▶ [Extrait à lire]:

------------------------------------------------------------

Taine, dans la préface aux Origines, se définit comme un naturaliste. Le naturalisme a toujours soulevé des vents de contestation inégalés dans l’histoire de la pensée – que l’on songe aux invectives faites à Zola. C’est peut-être parce que le naturalisme est une science trop exacte qui renvoie une image trop crue, un miroir trop poli du réel. Toujours est-il que Taine aussi eut à subir les foudres de ses camarades de droite pour avoir porté cette doctrine naturaliste ; la critique la plus dure et la plus blessante lui vint de son propre disciple : Paul Bourget.

4. Paul Bourget

Paul Bourget (1852-1935) est né et mort trop tard. Il vient après la génération des romantiques et des réalistes et s’éteint juste après Proust, Céline et La Condition humaine de Malraux. Pris entre deux enclumes littéraires, il est encore aujourd’hui méconnu dans l’histoire des lettres.
Bourget a pourtant côtoyé le milieu littéraire de son époque. De plus en plus à droite, il adhère en 1900 à l’Action française. L’une de ses œuvres les plus connues est Le Disciple, publié en 1889. L’histoire de ce roman est à elle seule une thèse anti-positiviste (pour une analyse détaillée, lire l’introduction d’Antoine Compagnon dans l’éd. LGF, coll. « Livre de Poche », 2010). Un philosophe partisan du naturalisme, disciple d’Adrien Sixte – un double littéraire d’Hippolyte Taine –, s’exerce à l’analyse rationnelle des sentiments humains en prenant pour cobaye de son expérience une jeune fille attirée par lui. Hélas, l’expérience le dépasse ; la jeune fille se suicide, et lui-même est assassiné par le frère de celle-ci. À la fin du roman, Adrien Sixte – Hippolyte Taine –, dévasté, s’agenouille devant le cadavre de son disciple et prie (!) :

Durant la nuit qui suivit cette scène tragique, certes, les admirateurs de la Psychologie de Dieu, de la Théorie des passions, de l’Anatomie de la volonté, eussent été bien étonnés s’ils avaient pu voir ce qui se passait dans la chambre n° 3 de l’hôtel du Commerce, et lire dans la pensée de leur implacable et puissant Maître. Au pied du lit où reposait un mort, le front bandé, se tenait agenouillée la mère de Robert Greslou. Le grand négateur, assis sur une chaise, regardait cette femme prier, tour à tour, et ce mort qui avait été son disciple dormir du sommeil dont dormait aussi Charlotte de Jussat ; et, pour la première fois, sentant sa pensée impuissante à le soutenir, cet analyste presque inhumain à force de logique s’humiliait, s’inclinait, s’abîmait devant le mystère impénétrable de la destinée. Les mots de la seule oraison qu’il se rappelât de sa lointaine enfance : « Notre Père qui êtes aux cieux… » lui revenaient au cœur. Certes, il ne les prononçait pas. Peut-être ne les prononcerait-il jamais. Mais s’il existe, ce Père Céleste, vers lequel grands et petits se tournent aux heures affreuses comme vers le seul recours, n’est-ce pas la plus touchante des prières que ce besoin de prier ? Et, si ce Père Céleste n’existait pas, aurions-nous cette faim et cette soif de lui dans ces heures-là ? — « Tu ne me chercherais pas si tu ne m’avais pas trouvé !… » À cette minute même et grâce à cette lucidité de pensée qui accompagne les savants dans toutes les crises, Adrien Sixte se rappela cette phrase admirable de Pascal dans son Mystère de Jésus, — et quand la mère se releva, elle put le voir qui pleurait.

------------------------------------------------------------

▶ [Données fournies]:
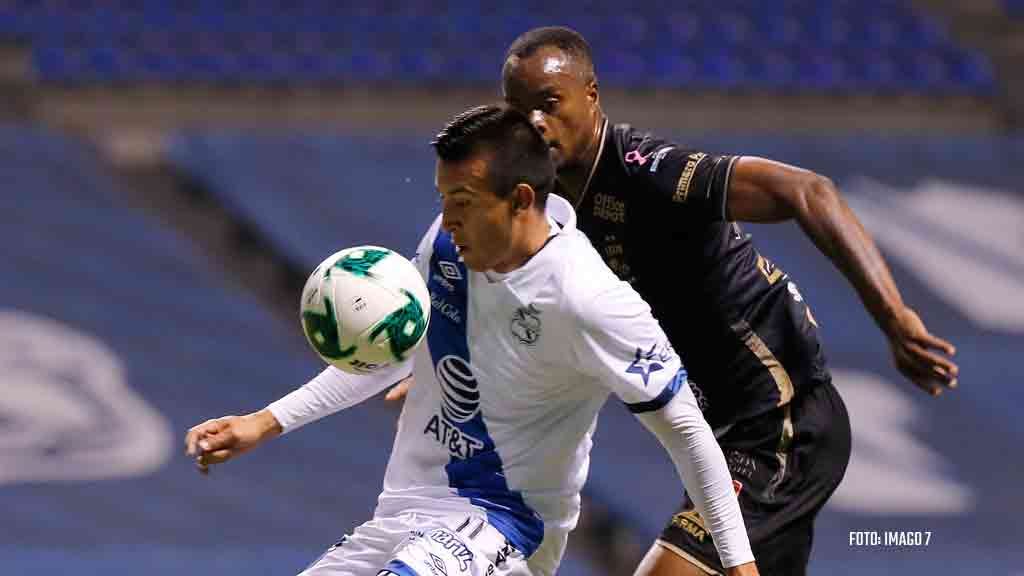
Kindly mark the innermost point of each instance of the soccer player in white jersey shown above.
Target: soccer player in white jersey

------------------------------------------------------------

▶ [À faire]:
1. Selon l'extrait à lire, en quelle année Paul Bourget adhère-t-il à l'Action française ?
2. Poursuivez le texte sur Taine et Paul Bourget à partir de sa dernière phrase.

▶ [Ensemble des réponses]:
1. En 1900.

2.
(Le Disciple, P. Bourget, 1885)

Taine, on s’en doute, a plutôt mal pris cette sortie romanesque… Sa réponse témoigne pourtant de sa grande élégance :

Pardonnez-moi mon opposition ; elle vient de ce que votre livre m’a touché dans ce que j’ai de plus intime. […] Je ne conclus qu’une chose, c’est que le goût a changé, que ma génération est finie, et je me renfonce dans mon trou de Savoie. Peut-être la voie que vous prenez, votre idée de l’inconnaissable, d’un au-delà, d’un noumène, vous conduira-t-elle vers un port mystique, vers une forme du christianisme. Si vous y trouvez le repos et la santé de l’âme, je vous y saluerai non moins amicalement qu’aujourd’hui. Adieu, mon cher ami.

Par-delà ces querelles d’ego et de doctrine, le droitisme de Bourget est particulièrement visible dans la lettre ouverte située en introduction de son roman, adressée « à un jeune homme ». Après avoir évoqué le mal de fin de siècle propre à la génération du décadentisme (« Nous savions que la résurrection de l’Allemagne, au début du siècle, a été avant tout une œuvre d’âme, et nous nous rendions compte que l’Âme Française était bien la grande blessée de 1870, celle qu’il fallait aider, panser, guérir »), Bourget s’attaque de manière frontale au suffrage universel, glorifie la Grande Armée et met en garde le lecteur contre les abus de la nouvelle génération.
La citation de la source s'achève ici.